* [TRY IT]: Drop every picture, then transcribe the remaining data exactly.

---

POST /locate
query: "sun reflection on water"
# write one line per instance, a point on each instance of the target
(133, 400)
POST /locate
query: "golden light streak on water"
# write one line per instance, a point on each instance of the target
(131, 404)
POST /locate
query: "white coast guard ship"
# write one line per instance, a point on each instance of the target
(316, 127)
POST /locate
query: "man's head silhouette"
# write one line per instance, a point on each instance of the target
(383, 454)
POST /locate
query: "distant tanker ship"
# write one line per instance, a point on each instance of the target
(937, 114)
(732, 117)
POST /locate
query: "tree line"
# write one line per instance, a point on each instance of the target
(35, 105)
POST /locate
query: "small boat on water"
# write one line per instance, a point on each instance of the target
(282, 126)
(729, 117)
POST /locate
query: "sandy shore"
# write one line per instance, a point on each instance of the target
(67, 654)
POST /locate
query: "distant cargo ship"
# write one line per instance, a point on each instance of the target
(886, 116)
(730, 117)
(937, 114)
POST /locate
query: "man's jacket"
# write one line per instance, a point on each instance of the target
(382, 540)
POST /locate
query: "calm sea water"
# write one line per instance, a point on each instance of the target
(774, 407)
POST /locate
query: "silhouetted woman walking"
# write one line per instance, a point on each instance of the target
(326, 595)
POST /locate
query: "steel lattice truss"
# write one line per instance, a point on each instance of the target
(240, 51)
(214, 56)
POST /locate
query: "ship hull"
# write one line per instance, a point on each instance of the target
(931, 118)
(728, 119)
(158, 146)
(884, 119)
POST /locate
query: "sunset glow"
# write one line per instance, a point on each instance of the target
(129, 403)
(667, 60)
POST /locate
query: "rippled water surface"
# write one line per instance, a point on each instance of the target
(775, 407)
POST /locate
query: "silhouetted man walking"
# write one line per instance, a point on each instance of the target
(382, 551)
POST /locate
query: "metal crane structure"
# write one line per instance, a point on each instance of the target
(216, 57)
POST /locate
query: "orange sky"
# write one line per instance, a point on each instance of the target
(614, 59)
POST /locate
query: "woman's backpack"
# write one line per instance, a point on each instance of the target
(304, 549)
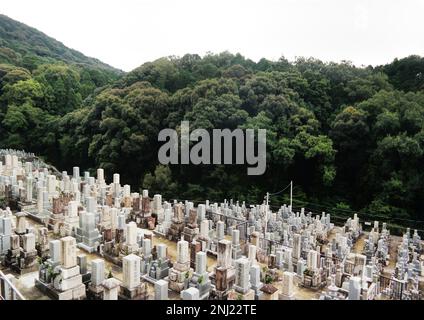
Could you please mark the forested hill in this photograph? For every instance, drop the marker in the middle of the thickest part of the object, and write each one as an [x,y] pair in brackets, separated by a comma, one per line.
[27,47]
[351,138]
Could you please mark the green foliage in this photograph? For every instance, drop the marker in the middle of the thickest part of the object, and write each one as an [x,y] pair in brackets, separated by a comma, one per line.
[350,138]
[268,279]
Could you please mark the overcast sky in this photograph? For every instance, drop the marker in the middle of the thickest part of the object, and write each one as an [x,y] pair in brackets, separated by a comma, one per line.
[127,33]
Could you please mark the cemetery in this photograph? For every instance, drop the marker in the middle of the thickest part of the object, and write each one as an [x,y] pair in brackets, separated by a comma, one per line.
[80,237]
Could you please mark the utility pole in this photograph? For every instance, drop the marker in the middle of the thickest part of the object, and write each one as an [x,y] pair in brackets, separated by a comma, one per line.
[266,213]
[291,195]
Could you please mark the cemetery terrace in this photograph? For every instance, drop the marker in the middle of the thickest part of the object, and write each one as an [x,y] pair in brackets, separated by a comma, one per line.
[74,237]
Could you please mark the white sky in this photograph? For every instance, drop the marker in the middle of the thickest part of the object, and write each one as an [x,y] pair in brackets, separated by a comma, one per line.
[127,33]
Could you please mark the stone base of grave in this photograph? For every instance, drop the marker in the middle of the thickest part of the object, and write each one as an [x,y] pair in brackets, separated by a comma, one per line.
[286,297]
[175,231]
[77,293]
[219,295]
[130,248]
[137,293]
[111,258]
[234,295]
[189,234]
[95,292]
[86,248]
[26,262]
[204,287]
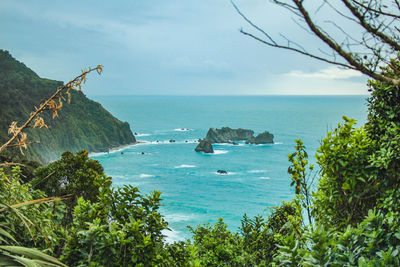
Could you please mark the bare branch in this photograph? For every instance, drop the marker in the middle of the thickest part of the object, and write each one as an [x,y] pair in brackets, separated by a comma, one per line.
[49,104]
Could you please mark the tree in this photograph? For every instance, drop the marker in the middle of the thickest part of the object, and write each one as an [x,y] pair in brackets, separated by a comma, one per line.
[377,45]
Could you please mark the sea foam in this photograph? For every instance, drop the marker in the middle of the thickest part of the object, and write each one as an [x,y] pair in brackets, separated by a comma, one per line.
[185,166]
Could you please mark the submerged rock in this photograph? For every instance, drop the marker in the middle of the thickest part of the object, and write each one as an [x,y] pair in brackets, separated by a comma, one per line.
[204,146]
[263,138]
[227,135]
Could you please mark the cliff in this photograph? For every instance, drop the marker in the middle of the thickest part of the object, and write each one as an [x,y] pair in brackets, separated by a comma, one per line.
[82,124]
[228,135]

---

* [EXERCISE SOLUTION]:
POST /locate
query: "sun reflection on water"
# write one line per instance, a point on each instance of the target
(133, 400)
POST /locate
query: "golden light streak on water"
# write one line per instance, a point on each instance of the target
(131, 404)
POST /locate
query: "white coast guard ship"
# write one line per instance, a point on each instance of the target
(316, 127)
POST /locate
query: "man's head silhouette"
# write one line per instance, a point on each instance of the target
(383, 454)
POST /locate
query: "distant tanker ship"
# write one line per instance, a point on each instance of the target
(937, 114)
(732, 117)
POST /locate
query: "tree line"
# write one line per instance, a point on each instance of the target
(35, 105)
POST /locate
query: "small boat on water"
# write one line per instance, a point on each instance of the target
(282, 126)
(729, 117)
POST /locate
query: "sandy shore"
# write one line per instance, a point on each instance of the target
(67, 654)
POST /locate
query: "distant cargo ship"
# write one line per instance, a point on each instance of the target
(886, 116)
(730, 117)
(937, 114)
POST /locate
query: "man's jacket"
# write one line per instance, a point on each instance of the target
(382, 540)
POST /locate
query: "calm sea water"
# write one line per instance, a point on each instance of the target
(774, 407)
POST /locate
query: "silhouetted woman walking"
# write one line per instance, a point on each instance of the target
(326, 595)
POST /locate
query: "steel lattice truss"
# write one line per instance, a point on each instance of the target
(240, 51)
(214, 56)
POST /locate
query: "ship hull"
# write one line per instance, a point on each instance of the target
(931, 118)
(728, 119)
(158, 146)
(884, 119)
POST /locate
query: "sunset glow"
# write one line per instance, a point on each instance of the target
(129, 403)
(667, 60)
POST /locate
query: "rippled water surface"
# write one line per instance, a point on each instance of the target
(775, 407)
POST /locate
query: "silhouetted man walking"
# write one line per instance, a point on each instance of the target
(382, 551)
POST /locate
query: "metal crane structure"
# write one line per instance, a point on each instance of the target
(216, 57)
POST /locate
query: "orange sky"
# write one line per instance, a point on each instance of the target
(614, 59)
POST /locate
query: "woman's backpack"
# write one line per instance, a point on each instance of the target
(304, 549)
Could you please mark the forested hill in this photograph? For every instance, drop the marker in the middle of the thickest part of the object, and write each one as an [x,y] pair in brackets, separated by a comma, one per line.
[27,47]
[351,138]
Could you please mark the green foliage in this photograph? For every instance, drop the marker in the middle of the thickest part of the object, and write each one as an [x,y] pair in brackets, separated by a comma, one per line.
[350,138]
[268,279]
Could you please mark the overcast sky in this photograph? For every instance, drop the marker in the middle of the thickest part of the object, and write each one as an [x,y] pair in brackets, separated by a comma, one per line.
[127,33]
Could you please mark the cemetery in this photograph? For every instance, drop the marker in the middle of the thickest part of the object, and write each one as an [x,y] pair in brackets, separated by a comma, one per line.
[80,237]
Could you please mark the utility pole in this photograph? For every instance, drop the marker in the middle of the thickest part of the object, and write each one as an [x,y] pair in brackets, separated by a comma, one per line.
[266,213]
[291,195]
Could you please mark the cemetery terrace in this photograph? For every instance, drop the marker in the middle of the thickest part of the object, and write each one as an [x,y] pair in brackets, separated by a comma, one per line.
[74,237]
Could you please mark the white sky in this photograph? For every instance, drop the marker in the middle of the thickest part of the object, and write each one as an [x,y] pair in brackets, separated by a comma, one per line.
[127,33]
Could you please mark the stone base of grave in this photograph? For every instance, drop the marker in the middle of the thickest part of the object, and write each one as an [x,y] pair in brackets, separated by a comma, one per line.
[286,297]
[175,231]
[77,293]
[219,295]
[130,248]
[137,293]
[111,258]
[234,295]
[189,234]
[95,292]
[86,248]
[26,262]
[204,287]
Could you please mark the bare branch in this photograph? For every instance, drop the marker in the middle of the thickest part of the object, and write each one as an [x,y] pair in brackets, separated by a comma, one per line.
[49,104]
Could you please mark the tree in this photograph? For every instance, drop the marker in the middle of the thickest part of the object, and write each one as an [x,y] pair in brackets, separated by a comma, one per line.
[377,45]
Could you please mark the sea foam in this photograph? For every instance, drop the marker in the middle of the thickest part of the object, and write each one as an [x,y] pair in brackets, separated by a comma, one per line.
[185,166]
Could you please mark the submerged rock in this photograph? For every instance, drop the marker in the middle of the thickest part of the object, and write each one as an [x,y] pair in brackets, separated by a comma, one per line.
[204,146]
[263,138]
[227,135]
Could you please mark the cliff in this photograph? For every instance, drop the marker in the middle of the thickest part of the object, and write each one as an [x,y] pair in brackets, separated by a comma, one per line.
[82,124]
[228,135]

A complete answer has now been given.